**Prompt**: Render every line of the data below as a Markdown table with the columns "Row" and "Data line", numbering the rows in order and skipping blank lines.

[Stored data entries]
[START]

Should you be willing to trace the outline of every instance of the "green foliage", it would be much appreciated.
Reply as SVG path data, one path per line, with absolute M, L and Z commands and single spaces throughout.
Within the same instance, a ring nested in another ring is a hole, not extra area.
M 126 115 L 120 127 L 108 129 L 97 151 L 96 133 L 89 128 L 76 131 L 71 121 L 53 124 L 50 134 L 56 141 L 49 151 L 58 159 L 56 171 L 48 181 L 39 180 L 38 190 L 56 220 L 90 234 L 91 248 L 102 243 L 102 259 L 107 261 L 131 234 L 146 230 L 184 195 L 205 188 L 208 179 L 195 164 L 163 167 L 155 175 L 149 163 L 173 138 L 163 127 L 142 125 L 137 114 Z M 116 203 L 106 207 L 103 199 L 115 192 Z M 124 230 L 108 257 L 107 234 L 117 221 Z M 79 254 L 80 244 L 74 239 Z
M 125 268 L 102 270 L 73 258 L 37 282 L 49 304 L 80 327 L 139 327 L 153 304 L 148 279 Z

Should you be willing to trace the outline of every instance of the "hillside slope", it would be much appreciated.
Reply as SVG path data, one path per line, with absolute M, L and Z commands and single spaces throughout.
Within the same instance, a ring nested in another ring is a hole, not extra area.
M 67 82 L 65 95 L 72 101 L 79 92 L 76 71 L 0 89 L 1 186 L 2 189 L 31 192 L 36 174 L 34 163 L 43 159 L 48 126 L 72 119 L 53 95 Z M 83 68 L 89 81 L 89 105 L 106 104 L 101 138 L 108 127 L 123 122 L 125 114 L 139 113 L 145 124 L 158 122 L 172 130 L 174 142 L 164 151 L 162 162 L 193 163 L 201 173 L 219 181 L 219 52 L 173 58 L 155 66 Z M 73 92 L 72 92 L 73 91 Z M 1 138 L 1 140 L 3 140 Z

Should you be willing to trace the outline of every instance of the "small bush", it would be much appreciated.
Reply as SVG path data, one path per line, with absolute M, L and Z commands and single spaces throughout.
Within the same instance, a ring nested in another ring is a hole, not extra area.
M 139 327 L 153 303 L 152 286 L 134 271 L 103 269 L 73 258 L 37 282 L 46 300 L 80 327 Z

[END]

**The result**:
| Row | Data line |
|---|---|
| 1 | Should you be willing to trace the outline of every instance of the "green foliage", it would be much appreciated. |
| 2 | Reply as SVG path data, one path per line, with absolute M, L and Z commands and single spaces throughout. |
| 3 | Within the same instance, a ring nested in another ring is a hole, not extra area. |
| 4 | M 126 115 L 120 127 L 108 129 L 97 151 L 96 133 L 89 128 L 76 131 L 71 121 L 53 124 L 50 134 L 56 141 L 49 151 L 58 159 L 56 171 L 48 181 L 39 180 L 38 190 L 56 220 L 90 234 L 91 248 L 102 243 L 102 259 L 107 261 L 131 234 L 146 230 L 184 195 L 205 188 L 208 179 L 195 164 L 163 167 L 155 175 L 149 163 L 173 138 L 163 127 L 142 125 L 137 114 Z M 116 203 L 106 207 L 103 199 L 115 192 Z M 124 230 L 108 257 L 107 234 L 117 221 Z M 79 254 L 80 244 L 74 239 Z |
| 5 | M 125 268 L 102 270 L 73 258 L 37 282 L 49 304 L 80 327 L 139 327 L 153 304 L 148 279 Z |
| 6 | Should you be willing to trace the outline of every instance of the "hillside slope", it would be much appreciated. |
| 7 | Reply as SVG path data, one path per line, with absolute M, L and Z commands and single spaces throughout. |
| 8 | Within the same instance, a ring nested in another ring is a hole, not extra area. |
| 9 | M 67 82 L 65 95 L 72 101 L 79 92 L 76 71 L 0 89 L 1 186 L 2 189 L 31 192 L 36 174 L 34 163 L 43 159 L 48 126 L 72 119 L 53 95 Z M 83 68 L 89 81 L 89 105 L 106 104 L 101 138 L 108 127 L 123 122 L 125 114 L 139 113 L 145 124 L 158 122 L 172 130 L 174 142 L 164 151 L 162 162 L 193 163 L 201 173 L 219 181 L 219 52 L 173 58 L 155 66 Z M 73 92 L 72 92 L 73 91 Z M 1 138 L 1 140 L 3 140 Z |
| 10 | Should you be willing to trace the outline of every instance of the "small bush", it would be much appreciated. |
| 11 | Reply as SVG path data, one path per line, with absolute M, L and Z commands and single spaces throughout. |
| 12 | Within the same instance, a ring nested in another ring is a hole, not extra area. |
| 13 | M 139 327 L 153 303 L 152 286 L 134 271 L 103 269 L 73 258 L 37 282 L 46 300 L 80 327 Z |